WHAT TO DO:
1) Reproduce the text of the Robbie Brady article word for word, starting with "The win came" and going on through "was carried off.".
2) Resume the article on Robbie Brady's injury after its final sentence.

EXCERPT TO READ:
Republic of Ireland's Robbie Brady lost consciousness in clash of heads
Republic of Ireland midfielder Robbie Brady lost consciousness during Thursday's 1-0 win in a World Cup qualifier against Georgia, manager Martin O'Neill confirmed.
The win came at a cost as Brady was carried from the field on a stretcher wearing an oxygen mask after an ugly 76th-minute clash of heads with defender Solomon Kverkvelia.
The manager of Brady: "He was out cold for a while. He's come back round again and the doctors and physios are pretty pleased with him since he was carried off.
"He 's obviously gone off at this minute [to hospital] and naturally I am hoping the lad will be fine. He's as brave as a lion, great courage obviously and a fine player, and he started to get into it in the second half himself."
The concussion protocol could mean he will miss the game in Moldova on Sunday, where Jeff Hendrick will be suspended after picking up a second yellow card of the campaign.
O'Neill also said he was a relieved man after seeing his side snatched three priceless points after a tense battle with Georgia.
Seamus Coleman's senior first international goal secured a 1-0 Group D victory at the Aviva Stadium, but there was concern both on and off the pitch as Ireland laboured for long periods.
"The players knew themselves that they weren't at it in the first half, and these games are so important. It's not as if we have 38 games and we can put things right after four or five. We have 10 games to play," O'Neill said.
"Every match is important and [on Thursday night], the performance was not so good, but winning the game was vitally important."

PROVIDED INFORMATION:
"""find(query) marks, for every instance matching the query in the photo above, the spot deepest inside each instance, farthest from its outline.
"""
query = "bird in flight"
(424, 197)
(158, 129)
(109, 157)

---

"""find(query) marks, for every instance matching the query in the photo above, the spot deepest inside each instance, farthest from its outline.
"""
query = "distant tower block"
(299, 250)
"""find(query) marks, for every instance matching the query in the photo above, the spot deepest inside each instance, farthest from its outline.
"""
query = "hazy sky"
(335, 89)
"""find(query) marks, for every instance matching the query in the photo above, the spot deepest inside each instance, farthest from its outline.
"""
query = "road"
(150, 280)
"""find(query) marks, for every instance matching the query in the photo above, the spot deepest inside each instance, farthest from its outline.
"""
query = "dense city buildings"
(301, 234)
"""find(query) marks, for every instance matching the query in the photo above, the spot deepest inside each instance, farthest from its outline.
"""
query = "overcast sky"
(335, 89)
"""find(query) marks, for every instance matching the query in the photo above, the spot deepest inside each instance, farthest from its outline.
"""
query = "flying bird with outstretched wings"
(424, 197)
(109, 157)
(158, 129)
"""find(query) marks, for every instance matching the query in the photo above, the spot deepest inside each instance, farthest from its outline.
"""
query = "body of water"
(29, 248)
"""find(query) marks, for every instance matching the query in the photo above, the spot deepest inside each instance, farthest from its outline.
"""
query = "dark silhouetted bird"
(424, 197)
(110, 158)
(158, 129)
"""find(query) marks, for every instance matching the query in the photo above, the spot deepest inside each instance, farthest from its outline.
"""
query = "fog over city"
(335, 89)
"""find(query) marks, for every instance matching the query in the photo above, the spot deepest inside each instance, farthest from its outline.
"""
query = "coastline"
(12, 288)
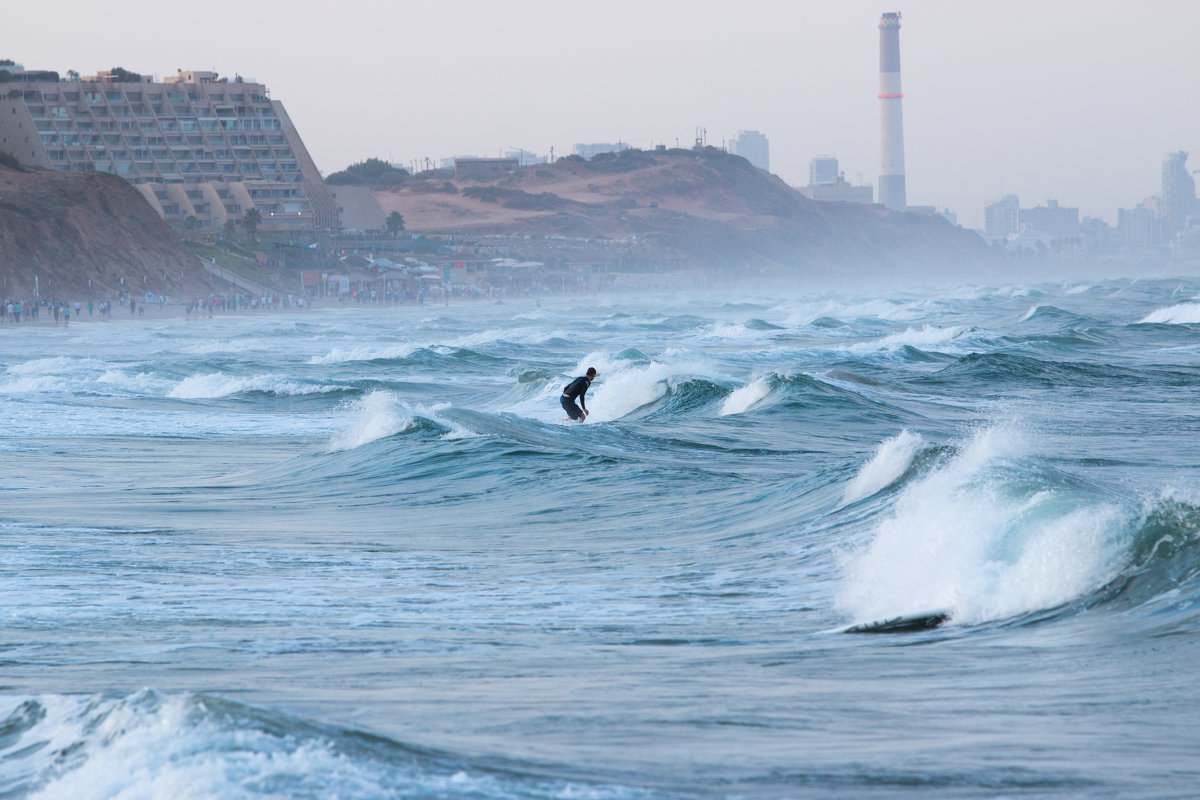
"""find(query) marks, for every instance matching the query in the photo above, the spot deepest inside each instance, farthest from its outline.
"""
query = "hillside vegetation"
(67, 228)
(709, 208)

RESPONSES IN ORDER:
1)
The win came at a cost as Brady was carried from the field on a stretcher wearing an oxygen mask after an ugly 76th-minute clash of heads with defender Solomon Kverkvelia.
The manager of Brady: "He was out cold for a while. He's come back round again and the doctors and physios are pretty pleased with him since he was carried off.

2)
Georgia were unfortunate not to take a 37th-minute lead when first striker Levan Mchedlidze's header came back off the bar and then skipper Guram Kashia's follow-up struck the upright.
Their fortunes took a further turn for the worse after the break when Coleman's surging run to goal was aided in no small part by deflections off defenders Kverkvelia and Kashia.
O'Neill said: "Just the drive and determination that he showed to get that distance, then he got a wee bit of luck to score the goal -- Coleman was terrific for us."
If O'Neill wore a smile as he turned his attention to Moldova, opposite number Vladimir Weiss, who had spoken in the run-up of the bad luck he had witnessed while reviewing his team's performances before taking up the reins, was left to curse misfortune once again.
However, he admitted that they had paid a heavy price for one mistake.
"When you don't score goals, you cannot take points," Weiss said. "We showed good quality in the first half. We had three chances to score.
"I hope in the future this team can play better and better and better. This is not easy, three or four months making a new team.
"We played well against Austria and we have played well against Ireland, but we have zero points. This is football.
"It's not only unlucky. It is unlucky, but as I have said from the first day, we cannot make one mistake."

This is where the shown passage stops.